• Teks Bacaan
▼

Sabtu, 06/09/2025 01:38 WIB

Jejak Banon, Tradisi Keraton Yogyakarta yang Digelar Setiap Delapan Tahun Sekali

Jejak Banon adalah salah satu prosesi paling sakral di Keraton Yogyakarta yang hanya dilaksanakan setiap Tahun Dal, atau delapan tahun sekali, dalam kalender Jawa.

Prosesi Jejak Banon di Kompleks Masjid Gedhe Kauman, Yogyakarta (Foto: Harian Jogja)

Jakarta, Jurnas.com - Dalam keramaian malam di pelataran Masjid Gedhe Kauman, ada satu langkah yang ditunggu-tunggu. Langkah yang tidak setiap tahun bisa disaksikan. Langkah yang penuh makna, simbol, dan warisan. Itulah Jejak Banon — salah satu prosesi paling sakral di Keraton Yogyakarta yang hanya dilaksanakan setiap Tahun Dal, atau delapan tahun sekali, dalam kalender Jawa.

Tahun 2025 ini menjadi istimewa. Setelah sewindu menanti, tradisi Jejak Banon kembali digelar sebagai bagian dari rangkaian Hajad Dalem Sekaten dan Grebeg Mulud Tahun Dal 1959. Prosesi yang digelar pada malam Kamis (4/9/2025) di Kompleks Masjid Gedhe Kauman ini menyatukan kekuatan spiritual Islam, tradisi kerajaan, serta nilai-nilai kebudayaan Jawa dalam satu momentum yang tak hanya ditonton, tapi dirasakan.

Dikutip dari laman Pemda DIY, dalam kepercayaan masyarakat Jawa, Tahun Dal memiliki makna spiritual, di antaranya karena dipercaya sebagai tahun kelahiran Nabi Muhammad SAW. Jejak Banon menjadi puncak dari prosesi Kondur Gangsa yang dilaksanakan usai pembacaan riwayat Nabi. Prosesi ini dipimpin langsung oleh Raja Keraton Yogyakarta, Sri Sultan Hamengku Buwono X, yang berjalan menapaki susunan bata merah di sisi selatan Masjid Gedhe.

Langkah tersebut bukan sekadar simbol seremonial, melainkan jejak warisan leluhur yang memuat nilai perubahan dan keberanian. Melangkah di atas pecahan bata menjadi perlambang transisi masyarakat Jawa saat menerima ajaran Islam secara damai.

Sebelum melangkah, Sri Sultan terlebih dahulu membagikan udhik-udhik kepada masyarakat yang memadati lokasi. Udhik-udhik yang berisi bunga, koin, dan biji-bijian itu diyakini membawa berkah dan menjadi bentuk kedekatan pemimpin dengan rakyatnya.

Prosesi dilanjutkan dengan pembacaan riwayat Nabi Muhammad SAW oleh Kiai Penghulu Keraton. Kisah hidup Rasulullah dibacakan dalam bahasa Jawa dengan intonasi lembut, menciptakan suasana syahdu dan khusyuk di tengah malam.

Ketika Sri Sultan melangkahkan kakinya ke atas tumpukan bata, seluruh perhatian tertuju pada satu titik. Momen tersebut menjadi simbol keberanian spiritual, menapaki masa depan tanpa meninggalkan jejak budaya dan sejarah.

▲

• Permintaan Tertulis
Jawab pertanyaan berikut dari teks tentang Jejak Banon.
(a) Berapa tahun sekali Jejak Banon digelar?
(b) Siapa yang memimpin langsung prosesi ini?
(c) Apa saja isi udhik-udhik yang dibagikan kepada masyarakat?

• Cuplikan Data

▼

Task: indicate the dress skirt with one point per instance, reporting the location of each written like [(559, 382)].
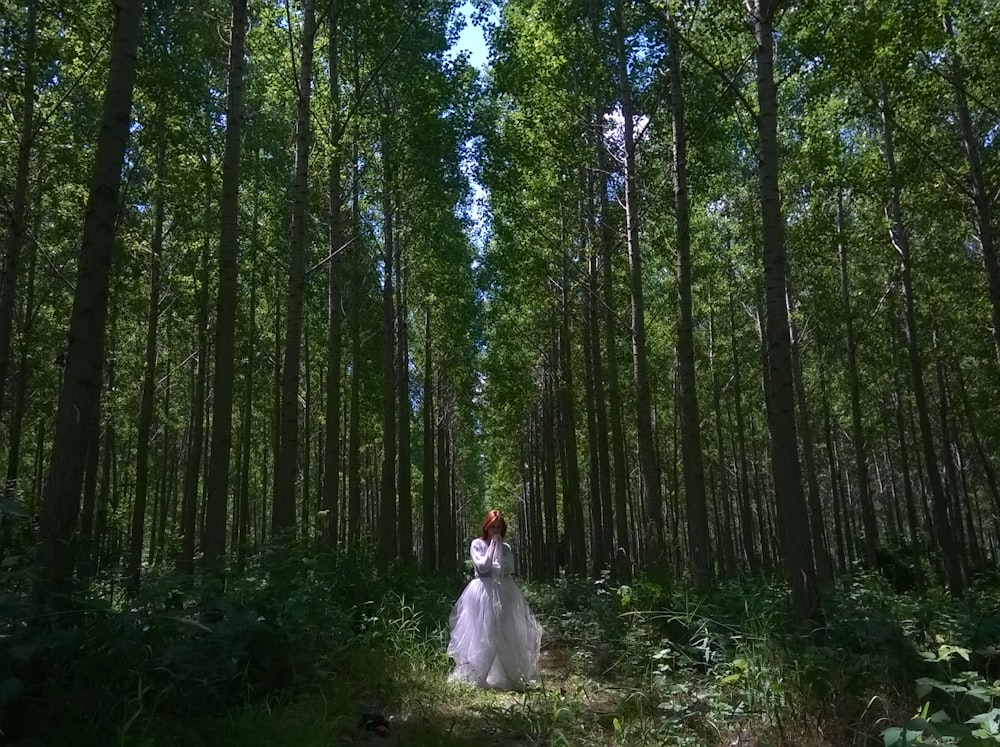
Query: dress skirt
[(495, 639)]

▲

• Jawaban
(a) Delapan tahun sekali, yaitu setiap Tahun Dal dalam kalender Jawa.
(b) Raja Keraton Yogyakarta, Sri Sultan Hamengku Buwono X.
(c) Bunga, koin, dan biji-bijian.